Source information:
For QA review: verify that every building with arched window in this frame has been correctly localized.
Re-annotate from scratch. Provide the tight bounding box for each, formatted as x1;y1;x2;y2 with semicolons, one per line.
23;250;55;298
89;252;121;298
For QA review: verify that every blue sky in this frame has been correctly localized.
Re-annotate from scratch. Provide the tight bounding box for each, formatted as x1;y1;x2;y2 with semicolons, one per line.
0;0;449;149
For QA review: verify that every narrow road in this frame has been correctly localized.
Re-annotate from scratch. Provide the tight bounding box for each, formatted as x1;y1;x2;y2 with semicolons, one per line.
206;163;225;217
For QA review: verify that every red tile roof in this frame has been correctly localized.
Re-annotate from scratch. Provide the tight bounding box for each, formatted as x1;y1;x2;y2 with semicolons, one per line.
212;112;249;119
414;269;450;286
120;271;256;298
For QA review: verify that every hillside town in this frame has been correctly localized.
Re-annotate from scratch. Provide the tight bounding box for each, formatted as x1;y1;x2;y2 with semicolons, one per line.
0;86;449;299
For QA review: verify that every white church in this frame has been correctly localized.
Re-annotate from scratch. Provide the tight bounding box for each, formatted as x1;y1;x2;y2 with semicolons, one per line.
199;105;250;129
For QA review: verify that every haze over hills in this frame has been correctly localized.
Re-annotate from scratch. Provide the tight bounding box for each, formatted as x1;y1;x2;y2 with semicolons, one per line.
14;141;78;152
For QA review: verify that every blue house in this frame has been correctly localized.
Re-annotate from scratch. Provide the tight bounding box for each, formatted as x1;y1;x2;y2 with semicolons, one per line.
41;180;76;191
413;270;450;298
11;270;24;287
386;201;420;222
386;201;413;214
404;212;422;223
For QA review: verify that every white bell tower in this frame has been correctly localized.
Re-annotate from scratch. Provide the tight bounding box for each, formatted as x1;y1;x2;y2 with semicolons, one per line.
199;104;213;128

Directions: Work through the material above and count the lines that contain the word "white". Only the number is to be given.

Result for this exercise: 2